**EXERCISE INSTRUCTIONS:**
Of the lines listed below, return exactly those that run from the line containing "Target: greenhouse frame" through the line containing "the white greenhouse", both included.

Content starts

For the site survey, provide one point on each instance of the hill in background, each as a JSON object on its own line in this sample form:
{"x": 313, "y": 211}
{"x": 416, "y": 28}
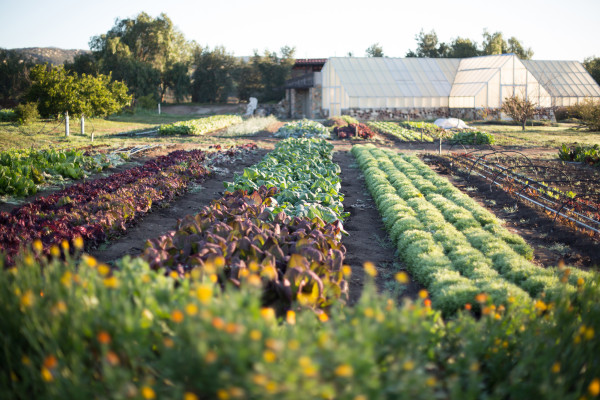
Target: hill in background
{"x": 52, "y": 55}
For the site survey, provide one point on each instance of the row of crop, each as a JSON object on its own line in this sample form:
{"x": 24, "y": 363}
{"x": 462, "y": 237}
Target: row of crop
{"x": 75, "y": 329}
{"x": 303, "y": 129}
{"x": 394, "y": 129}
{"x": 299, "y": 257}
{"x": 21, "y": 171}
{"x": 200, "y": 126}
{"x": 450, "y": 243}
{"x": 307, "y": 178}
{"x": 100, "y": 208}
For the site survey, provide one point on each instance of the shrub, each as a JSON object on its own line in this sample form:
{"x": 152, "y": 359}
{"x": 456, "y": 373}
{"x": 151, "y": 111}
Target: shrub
{"x": 26, "y": 113}
{"x": 588, "y": 112}
{"x": 147, "y": 102}
{"x": 8, "y": 115}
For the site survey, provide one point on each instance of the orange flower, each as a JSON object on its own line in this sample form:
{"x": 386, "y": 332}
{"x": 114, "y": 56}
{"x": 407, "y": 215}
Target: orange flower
{"x": 177, "y": 316}
{"x": 103, "y": 337}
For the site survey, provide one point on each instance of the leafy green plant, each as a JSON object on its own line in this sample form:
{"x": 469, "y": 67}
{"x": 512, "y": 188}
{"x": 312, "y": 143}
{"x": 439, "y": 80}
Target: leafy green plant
{"x": 472, "y": 137}
{"x": 307, "y": 179}
{"x": 303, "y": 129}
{"x": 26, "y": 113}
{"x": 199, "y": 126}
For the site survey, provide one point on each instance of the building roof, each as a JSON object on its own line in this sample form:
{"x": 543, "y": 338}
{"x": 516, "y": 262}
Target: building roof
{"x": 395, "y": 77}
{"x": 563, "y": 78}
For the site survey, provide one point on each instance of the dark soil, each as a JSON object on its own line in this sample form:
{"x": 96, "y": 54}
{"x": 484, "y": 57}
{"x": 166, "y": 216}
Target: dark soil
{"x": 551, "y": 242}
{"x": 367, "y": 240}
{"x": 162, "y": 220}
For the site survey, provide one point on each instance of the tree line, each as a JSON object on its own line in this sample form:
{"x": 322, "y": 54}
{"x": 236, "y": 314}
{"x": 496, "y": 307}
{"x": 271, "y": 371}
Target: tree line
{"x": 153, "y": 59}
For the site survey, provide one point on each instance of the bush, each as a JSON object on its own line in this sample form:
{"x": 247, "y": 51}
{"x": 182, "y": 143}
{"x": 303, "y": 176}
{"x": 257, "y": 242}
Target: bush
{"x": 147, "y": 102}
{"x": 26, "y": 113}
{"x": 588, "y": 111}
{"x": 8, "y": 115}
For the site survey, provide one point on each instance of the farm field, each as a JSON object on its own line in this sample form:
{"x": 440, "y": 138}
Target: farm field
{"x": 294, "y": 268}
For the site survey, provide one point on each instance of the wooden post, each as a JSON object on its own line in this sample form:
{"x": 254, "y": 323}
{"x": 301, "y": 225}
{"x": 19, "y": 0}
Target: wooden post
{"x": 67, "y": 123}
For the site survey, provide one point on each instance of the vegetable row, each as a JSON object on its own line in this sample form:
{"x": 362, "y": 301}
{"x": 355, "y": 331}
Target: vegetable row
{"x": 200, "y": 126}
{"x": 21, "y": 171}
{"x": 298, "y": 257}
{"x": 303, "y": 129}
{"x": 394, "y": 129}
{"x": 307, "y": 178}
{"x": 97, "y": 209}
{"x": 450, "y": 243}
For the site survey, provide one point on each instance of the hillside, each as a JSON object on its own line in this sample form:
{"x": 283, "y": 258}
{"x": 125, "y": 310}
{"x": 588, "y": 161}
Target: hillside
{"x": 52, "y": 55}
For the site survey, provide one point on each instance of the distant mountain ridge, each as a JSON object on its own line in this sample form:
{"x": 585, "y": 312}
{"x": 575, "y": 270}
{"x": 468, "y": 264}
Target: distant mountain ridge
{"x": 52, "y": 55}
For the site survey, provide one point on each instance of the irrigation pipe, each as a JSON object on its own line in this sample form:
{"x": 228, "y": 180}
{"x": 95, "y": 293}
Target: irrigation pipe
{"x": 549, "y": 209}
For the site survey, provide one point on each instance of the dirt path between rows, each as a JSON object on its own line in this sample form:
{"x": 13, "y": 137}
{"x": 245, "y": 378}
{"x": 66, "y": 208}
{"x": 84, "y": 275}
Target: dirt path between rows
{"x": 162, "y": 220}
{"x": 367, "y": 240}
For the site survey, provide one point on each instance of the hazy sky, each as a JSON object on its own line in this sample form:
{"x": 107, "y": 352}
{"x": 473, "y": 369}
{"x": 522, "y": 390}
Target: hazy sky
{"x": 554, "y": 29}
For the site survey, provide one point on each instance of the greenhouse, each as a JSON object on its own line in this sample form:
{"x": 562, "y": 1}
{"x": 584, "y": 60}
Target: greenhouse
{"x": 418, "y": 88}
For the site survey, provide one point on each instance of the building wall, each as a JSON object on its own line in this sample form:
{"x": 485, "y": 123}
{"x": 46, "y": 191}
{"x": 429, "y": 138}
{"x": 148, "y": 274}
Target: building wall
{"x": 428, "y": 113}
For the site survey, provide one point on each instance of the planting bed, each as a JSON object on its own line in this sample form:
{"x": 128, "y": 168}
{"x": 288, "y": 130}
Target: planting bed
{"x": 554, "y": 242}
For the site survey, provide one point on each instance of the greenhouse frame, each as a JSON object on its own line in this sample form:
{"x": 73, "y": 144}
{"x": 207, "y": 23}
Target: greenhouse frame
{"x": 423, "y": 88}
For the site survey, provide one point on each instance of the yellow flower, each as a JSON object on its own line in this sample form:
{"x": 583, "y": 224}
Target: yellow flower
{"x": 255, "y": 335}
{"x": 370, "y": 269}
{"x": 148, "y": 393}
{"x": 78, "y": 243}
{"x": 269, "y": 356}
{"x": 267, "y": 313}
{"x": 402, "y": 277}
{"x": 408, "y": 365}
{"x": 103, "y": 337}
{"x": 594, "y": 387}
{"x": 27, "y": 299}
{"x": 189, "y": 396}
{"x": 47, "y": 375}
{"x": 38, "y": 246}
{"x": 55, "y": 251}
{"x": 191, "y": 309}
{"x": 204, "y": 293}
{"x": 111, "y": 283}
{"x": 177, "y": 316}
{"x": 344, "y": 371}
{"x": 291, "y": 317}
{"x": 210, "y": 357}
{"x": 346, "y": 271}
{"x": 103, "y": 269}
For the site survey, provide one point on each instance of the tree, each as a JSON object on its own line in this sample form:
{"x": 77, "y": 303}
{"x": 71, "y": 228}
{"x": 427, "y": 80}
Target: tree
{"x": 57, "y": 91}
{"x": 463, "y": 48}
{"x": 14, "y": 77}
{"x": 494, "y": 43}
{"x": 592, "y": 65}
{"x": 142, "y": 52}
{"x": 519, "y": 109}
{"x": 428, "y": 45}
{"x": 374, "y": 50}
{"x": 212, "y": 79}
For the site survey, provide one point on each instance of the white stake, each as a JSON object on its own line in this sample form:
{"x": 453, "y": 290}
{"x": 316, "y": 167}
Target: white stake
{"x": 67, "y": 123}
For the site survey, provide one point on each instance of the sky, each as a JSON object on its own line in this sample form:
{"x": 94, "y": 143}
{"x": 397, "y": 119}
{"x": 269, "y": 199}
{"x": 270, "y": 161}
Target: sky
{"x": 554, "y": 29}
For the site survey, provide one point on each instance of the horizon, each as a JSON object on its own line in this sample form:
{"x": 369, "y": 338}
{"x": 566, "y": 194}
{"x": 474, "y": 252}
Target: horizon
{"x": 317, "y": 29}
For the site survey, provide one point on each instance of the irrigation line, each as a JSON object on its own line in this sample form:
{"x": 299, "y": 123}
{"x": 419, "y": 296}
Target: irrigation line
{"x": 549, "y": 209}
{"x": 552, "y": 202}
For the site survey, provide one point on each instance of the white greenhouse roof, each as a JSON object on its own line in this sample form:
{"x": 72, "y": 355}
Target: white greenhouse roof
{"x": 395, "y": 77}
{"x": 563, "y": 78}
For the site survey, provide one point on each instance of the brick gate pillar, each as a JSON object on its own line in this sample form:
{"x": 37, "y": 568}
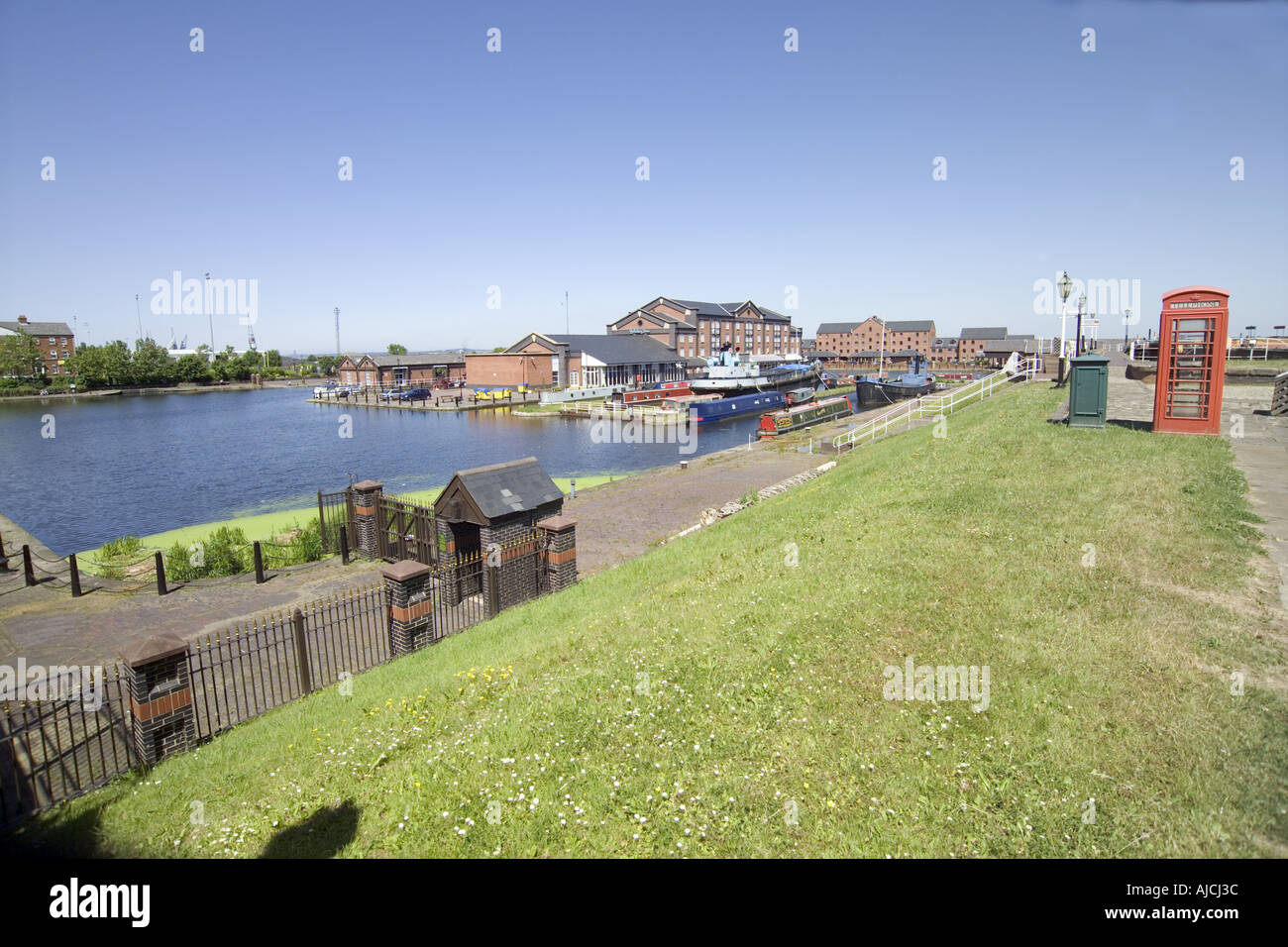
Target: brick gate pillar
{"x": 450, "y": 582}
{"x": 162, "y": 718}
{"x": 366, "y": 506}
{"x": 411, "y": 605}
{"x": 559, "y": 541}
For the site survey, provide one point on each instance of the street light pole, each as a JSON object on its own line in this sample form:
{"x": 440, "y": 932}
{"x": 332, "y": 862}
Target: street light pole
{"x": 1077, "y": 342}
{"x": 1065, "y": 286}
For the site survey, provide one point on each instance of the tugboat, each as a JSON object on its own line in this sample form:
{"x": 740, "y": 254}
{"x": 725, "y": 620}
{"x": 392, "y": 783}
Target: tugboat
{"x": 911, "y": 384}
{"x": 728, "y": 376}
{"x": 803, "y": 415}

Content ends

**WRITTEN ANSWER:**
Target: greenhouse frame
{"x": 423, "y": 88}
For the site survey, provide one point on each instance of the yellow flower, each as a JSON object on its own line in this sample form:
{"x": 583, "y": 224}
Target: yellow flower
{"x": 255, "y": 335}
{"x": 370, "y": 269}
{"x": 148, "y": 393}
{"x": 78, "y": 243}
{"x": 269, "y": 356}
{"x": 267, "y": 313}
{"x": 402, "y": 277}
{"x": 408, "y": 365}
{"x": 103, "y": 337}
{"x": 594, "y": 387}
{"x": 27, "y": 299}
{"x": 189, "y": 396}
{"x": 47, "y": 375}
{"x": 38, "y": 246}
{"x": 55, "y": 251}
{"x": 191, "y": 309}
{"x": 204, "y": 293}
{"x": 111, "y": 283}
{"x": 177, "y": 316}
{"x": 344, "y": 371}
{"x": 291, "y": 317}
{"x": 210, "y": 357}
{"x": 346, "y": 271}
{"x": 103, "y": 269}
For the site survey, provide one point on each instance of the tree, each as a JSON object on its own line in this sample form:
{"x": 77, "y": 303}
{"x": 71, "y": 228}
{"x": 427, "y": 80}
Target: tree
{"x": 57, "y": 91}
{"x": 463, "y": 48}
{"x": 14, "y": 77}
{"x": 494, "y": 43}
{"x": 592, "y": 65}
{"x": 142, "y": 52}
{"x": 519, "y": 109}
{"x": 428, "y": 45}
{"x": 374, "y": 50}
{"x": 212, "y": 79}
For the site survey, provide one point on each instance of the white stake, each as a JSON object on its own line in this sample form:
{"x": 453, "y": 290}
{"x": 316, "y": 167}
Target: white stake
{"x": 67, "y": 123}
For the site survey, provide one point on each instance of the sky, each as a JSON object on its own line in this sample form:
{"x": 94, "y": 143}
{"x": 397, "y": 119}
{"x": 269, "y": 199}
{"x": 270, "y": 161}
Target: sky
{"x": 554, "y": 29}
For the site survey, provide one point on each instance of the horizon, each as a JSON object on its own line in this sample form:
{"x": 369, "y": 338}
{"x": 566, "y": 194}
{"x": 474, "y": 252}
Target: horizon
{"x": 317, "y": 29}
For the site survey, provide one point on each instance of the irrigation line, each as a JSON object on its own line in this sample form:
{"x": 299, "y": 123}
{"x": 419, "y": 296}
Target: irrigation line
{"x": 549, "y": 209}
{"x": 552, "y": 202}
For the site survey, provide one point on each instance of the white greenhouse roof, each as a JSON object on its own line in this sample form:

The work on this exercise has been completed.